Written exercise.
Could you edit the entries from the line with "woman in white" to the line with "41, 67, 56, 99" so that "gold ornament" becomes "brass plaque", leaving everything else unchanged and returning only those lines?

Material provided.
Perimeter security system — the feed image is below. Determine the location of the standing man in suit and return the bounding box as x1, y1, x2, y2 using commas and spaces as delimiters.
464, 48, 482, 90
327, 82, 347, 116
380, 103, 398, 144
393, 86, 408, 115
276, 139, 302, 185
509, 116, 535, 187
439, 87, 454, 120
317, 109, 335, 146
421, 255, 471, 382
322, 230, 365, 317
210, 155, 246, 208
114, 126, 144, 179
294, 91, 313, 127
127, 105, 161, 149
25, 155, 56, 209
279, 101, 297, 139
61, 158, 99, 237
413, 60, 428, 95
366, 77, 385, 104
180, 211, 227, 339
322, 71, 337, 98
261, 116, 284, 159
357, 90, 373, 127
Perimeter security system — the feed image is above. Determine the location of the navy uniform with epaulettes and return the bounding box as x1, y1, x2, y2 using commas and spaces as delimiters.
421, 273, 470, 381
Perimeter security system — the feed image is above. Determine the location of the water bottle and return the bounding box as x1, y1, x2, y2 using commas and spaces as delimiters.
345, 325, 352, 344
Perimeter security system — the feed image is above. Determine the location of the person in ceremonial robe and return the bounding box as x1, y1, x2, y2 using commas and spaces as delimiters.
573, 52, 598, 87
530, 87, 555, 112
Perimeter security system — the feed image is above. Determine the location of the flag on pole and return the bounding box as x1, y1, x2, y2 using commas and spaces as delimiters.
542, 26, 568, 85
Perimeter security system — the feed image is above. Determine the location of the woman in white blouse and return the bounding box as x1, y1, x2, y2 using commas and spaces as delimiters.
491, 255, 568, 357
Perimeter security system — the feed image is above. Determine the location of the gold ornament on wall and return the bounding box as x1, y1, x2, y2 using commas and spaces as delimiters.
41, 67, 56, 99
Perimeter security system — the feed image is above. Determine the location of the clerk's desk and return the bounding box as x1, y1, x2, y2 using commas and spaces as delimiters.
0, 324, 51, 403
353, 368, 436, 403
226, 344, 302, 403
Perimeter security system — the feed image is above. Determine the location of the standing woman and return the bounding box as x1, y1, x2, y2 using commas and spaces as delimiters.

==

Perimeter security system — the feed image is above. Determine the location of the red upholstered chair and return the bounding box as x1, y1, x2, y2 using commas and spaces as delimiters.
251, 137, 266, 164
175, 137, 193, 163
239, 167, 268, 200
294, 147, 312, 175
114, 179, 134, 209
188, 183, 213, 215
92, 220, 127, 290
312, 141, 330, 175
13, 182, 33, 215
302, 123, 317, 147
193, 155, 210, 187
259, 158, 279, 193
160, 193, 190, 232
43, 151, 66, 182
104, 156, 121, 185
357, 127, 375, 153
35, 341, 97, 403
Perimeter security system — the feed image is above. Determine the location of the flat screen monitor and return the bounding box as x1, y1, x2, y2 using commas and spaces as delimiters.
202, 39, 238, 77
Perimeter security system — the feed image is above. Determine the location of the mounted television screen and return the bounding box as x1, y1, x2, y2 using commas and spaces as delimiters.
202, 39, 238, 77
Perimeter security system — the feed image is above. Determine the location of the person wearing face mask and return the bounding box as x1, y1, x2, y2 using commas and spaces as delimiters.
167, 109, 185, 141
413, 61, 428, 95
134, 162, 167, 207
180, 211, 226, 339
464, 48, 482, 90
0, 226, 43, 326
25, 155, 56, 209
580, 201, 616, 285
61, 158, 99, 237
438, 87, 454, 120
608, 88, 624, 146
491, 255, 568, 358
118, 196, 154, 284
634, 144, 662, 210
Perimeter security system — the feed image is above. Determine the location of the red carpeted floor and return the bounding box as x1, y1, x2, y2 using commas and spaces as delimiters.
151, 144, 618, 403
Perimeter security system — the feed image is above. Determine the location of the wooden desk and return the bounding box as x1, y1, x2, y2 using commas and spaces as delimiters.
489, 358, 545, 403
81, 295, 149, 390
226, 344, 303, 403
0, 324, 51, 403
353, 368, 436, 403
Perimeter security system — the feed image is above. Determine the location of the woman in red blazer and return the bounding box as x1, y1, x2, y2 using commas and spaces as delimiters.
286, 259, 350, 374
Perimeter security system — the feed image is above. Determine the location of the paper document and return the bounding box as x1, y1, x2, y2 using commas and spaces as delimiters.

...

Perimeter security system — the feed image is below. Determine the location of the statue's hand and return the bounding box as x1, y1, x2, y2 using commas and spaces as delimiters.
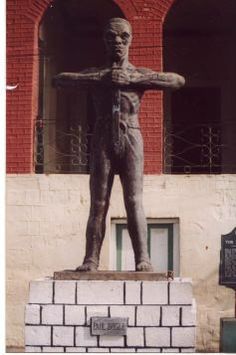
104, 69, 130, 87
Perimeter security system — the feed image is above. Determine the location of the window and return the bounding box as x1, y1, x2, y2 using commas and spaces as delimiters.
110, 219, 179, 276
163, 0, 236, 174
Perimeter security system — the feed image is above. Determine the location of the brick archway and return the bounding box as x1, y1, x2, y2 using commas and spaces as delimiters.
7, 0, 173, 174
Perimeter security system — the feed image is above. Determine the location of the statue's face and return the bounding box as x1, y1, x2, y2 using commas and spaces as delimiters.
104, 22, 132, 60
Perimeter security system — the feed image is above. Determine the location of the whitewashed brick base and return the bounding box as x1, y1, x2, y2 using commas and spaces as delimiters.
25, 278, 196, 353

Solution.
Perimeter security system — the feed image is above. Determine the location of the woman in white blouse and return the bounding box as x1, y1, x2, y2 using commas and spaces as delimiters.
491, 255, 568, 357
Perimeter security system — the feed image is above. Determine the location of the brass plaque on wall and return the bounding box as x1, y1, x2, y2 using commas and spaces as delimiters.
41, 67, 56, 99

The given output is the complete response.